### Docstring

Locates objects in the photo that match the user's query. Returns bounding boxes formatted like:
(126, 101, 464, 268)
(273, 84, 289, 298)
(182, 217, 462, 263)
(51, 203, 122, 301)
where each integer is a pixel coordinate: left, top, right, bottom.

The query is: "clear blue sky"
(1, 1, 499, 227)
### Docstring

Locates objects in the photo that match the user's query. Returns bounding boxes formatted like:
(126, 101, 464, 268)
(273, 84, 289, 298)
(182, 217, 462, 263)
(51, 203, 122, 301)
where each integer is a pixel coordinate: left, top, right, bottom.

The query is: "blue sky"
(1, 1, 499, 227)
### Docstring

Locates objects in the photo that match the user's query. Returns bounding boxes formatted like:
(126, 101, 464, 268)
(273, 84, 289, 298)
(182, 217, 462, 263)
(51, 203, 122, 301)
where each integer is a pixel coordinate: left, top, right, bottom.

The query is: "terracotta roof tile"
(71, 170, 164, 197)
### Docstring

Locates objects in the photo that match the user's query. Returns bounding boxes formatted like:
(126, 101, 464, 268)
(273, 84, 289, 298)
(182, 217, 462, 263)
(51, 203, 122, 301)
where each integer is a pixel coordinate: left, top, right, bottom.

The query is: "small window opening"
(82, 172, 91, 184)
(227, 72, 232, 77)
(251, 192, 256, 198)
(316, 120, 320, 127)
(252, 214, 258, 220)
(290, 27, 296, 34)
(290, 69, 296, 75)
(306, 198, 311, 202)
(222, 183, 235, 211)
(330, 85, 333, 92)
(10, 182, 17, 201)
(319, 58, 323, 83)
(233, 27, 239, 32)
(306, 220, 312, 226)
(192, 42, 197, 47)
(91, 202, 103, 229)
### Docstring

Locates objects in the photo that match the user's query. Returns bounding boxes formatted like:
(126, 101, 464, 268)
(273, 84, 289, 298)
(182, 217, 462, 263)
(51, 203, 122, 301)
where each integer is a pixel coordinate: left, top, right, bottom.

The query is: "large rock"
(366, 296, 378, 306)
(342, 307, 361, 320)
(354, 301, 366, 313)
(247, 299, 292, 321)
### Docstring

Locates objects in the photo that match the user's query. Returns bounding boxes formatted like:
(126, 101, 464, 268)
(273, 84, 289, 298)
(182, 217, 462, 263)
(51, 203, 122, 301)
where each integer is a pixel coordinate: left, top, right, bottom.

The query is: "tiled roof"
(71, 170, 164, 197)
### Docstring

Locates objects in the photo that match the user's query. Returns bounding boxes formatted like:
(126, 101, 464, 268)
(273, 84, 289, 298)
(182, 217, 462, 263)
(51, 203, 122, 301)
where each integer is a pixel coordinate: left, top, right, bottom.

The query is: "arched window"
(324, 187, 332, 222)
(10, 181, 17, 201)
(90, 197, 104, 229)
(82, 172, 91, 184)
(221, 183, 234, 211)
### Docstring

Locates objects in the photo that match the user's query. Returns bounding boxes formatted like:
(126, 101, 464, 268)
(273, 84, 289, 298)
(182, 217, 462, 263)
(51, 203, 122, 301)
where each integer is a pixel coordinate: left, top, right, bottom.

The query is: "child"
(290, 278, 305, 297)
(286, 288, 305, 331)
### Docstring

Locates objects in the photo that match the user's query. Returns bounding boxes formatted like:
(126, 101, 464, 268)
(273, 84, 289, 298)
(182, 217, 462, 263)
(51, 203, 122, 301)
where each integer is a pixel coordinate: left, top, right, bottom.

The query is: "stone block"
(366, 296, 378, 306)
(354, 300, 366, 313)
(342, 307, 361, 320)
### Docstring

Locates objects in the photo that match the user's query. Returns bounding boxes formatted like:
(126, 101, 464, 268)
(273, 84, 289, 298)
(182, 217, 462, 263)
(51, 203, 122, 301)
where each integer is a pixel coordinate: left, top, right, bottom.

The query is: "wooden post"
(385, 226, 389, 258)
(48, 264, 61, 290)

---

#### [Assignment]
Go through the listing above and reproduce all of it exactly.

#### [Output below]
### Docstring

Locates objects in the photo that match the user's query. Returns bounding boxes formatted like:
(126, 101, 464, 268)
(273, 84, 289, 298)
(182, 217, 462, 263)
(51, 203, 122, 301)
where each integer is a pixel coordinate: left, top, right, bottom.

The query is: "clear blue sky"
(1, 1, 499, 227)
### Docstring

Locates objects in the photo that match the user's query. Returns bounding boxes formatted like:
(126, 101, 464, 268)
(273, 84, 289, 298)
(182, 217, 462, 263)
(51, 203, 122, 301)
where each integer is a pixel coordinate: left, top, right, bottom.

The query is: "blue sky"
(1, 1, 499, 227)
### Docstring

Locates objects in the photo that match the user's query. Returns bounding boxes formatted like:
(126, 101, 464, 268)
(273, 84, 289, 298)
(182, 217, 462, 263)
(51, 203, 122, 301)
where each integer is a pixel coordinate: left, top, right, bottom.

The query is: "terracotta roof tile"
(71, 170, 164, 197)
### Docstring

Locates objects in the photo that match the user's query. Returns bounding boxes formatted like:
(126, 101, 464, 268)
(273, 84, 289, 298)
(182, 217, 462, 263)
(51, 203, 122, 301)
where each integer is a pixel coordinate: left, top, right, bottom.

The query is: "small window opening"
(82, 172, 91, 184)
(227, 72, 232, 77)
(251, 192, 256, 198)
(316, 120, 320, 127)
(252, 214, 258, 220)
(290, 27, 296, 34)
(290, 69, 296, 75)
(306, 198, 311, 202)
(222, 183, 235, 211)
(330, 85, 333, 92)
(10, 182, 17, 201)
(319, 58, 323, 83)
(233, 27, 239, 32)
(306, 220, 312, 226)
(192, 42, 197, 47)
(91, 202, 103, 229)
### Docstring

Locates objects in the photo that match the user's query. Returns bounding boxes formatted like:
(126, 101, 464, 268)
(273, 84, 289, 298)
(182, 217, 462, 263)
(51, 203, 122, 301)
where each integer is a pixel coordinate: left, top, right, bottom.

The query is: "large rock"
(366, 296, 378, 306)
(342, 307, 361, 320)
(354, 301, 366, 313)
(247, 299, 292, 321)
### Docstring

Locates objects in the photo that match the user's query. Returns bounding boxes formatted like:
(126, 101, 464, 268)
(273, 84, 289, 298)
(182, 217, 462, 263)
(51, 203, 122, 301)
where each integer is a pixel coordinate: left, top, right, bottom.

The query is: "tiled roof"
(71, 170, 164, 197)
### Docstring

Locates objects in the photo that match the user's query. Returns bounding boxes formatted like:
(126, 101, 464, 268)
(273, 84, 289, 298)
(182, 217, 462, 263)
(51, 203, 122, 301)
where each integer is a pixel coordinate: left, top, right, bottom.

The query is: "arched window"
(324, 187, 332, 222)
(10, 181, 17, 201)
(90, 197, 104, 229)
(82, 172, 91, 184)
(221, 183, 234, 211)
### Docstring

Locates objects in the photo that match the user's query. Returns bounding boxes formatted like:
(126, 101, 464, 268)
(273, 84, 289, 298)
(182, 217, 462, 263)
(51, 203, 122, 301)
where each integer is a pixel coordinate: left, top, right, bottom.

The query is: "child"
(290, 278, 305, 297)
(286, 288, 305, 331)
### Docstring

Locates objects in the photo that match the user's query. Returns bounding boxes formatted like:
(126, 101, 464, 268)
(273, 84, 289, 298)
(182, 217, 462, 263)
(51, 203, 122, 301)
where each integer is a pixel coordinate: left, top, right, bottom.

The query is: "stone block"
(366, 296, 378, 306)
(354, 300, 366, 313)
(342, 307, 361, 320)
### Docstring

Locates objects in the photo that match the user's query. Returns bounding boxes formatted like:
(126, 101, 464, 268)
(273, 84, 289, 298)
(182, 217, 462, 263)
(51, 203, 122, 301)
where each integer is a pixel coordinate: left, top, right, bottom.

The query is: "wooden post"
(385, 226, 389, 258)
(48, 264, 61, 290)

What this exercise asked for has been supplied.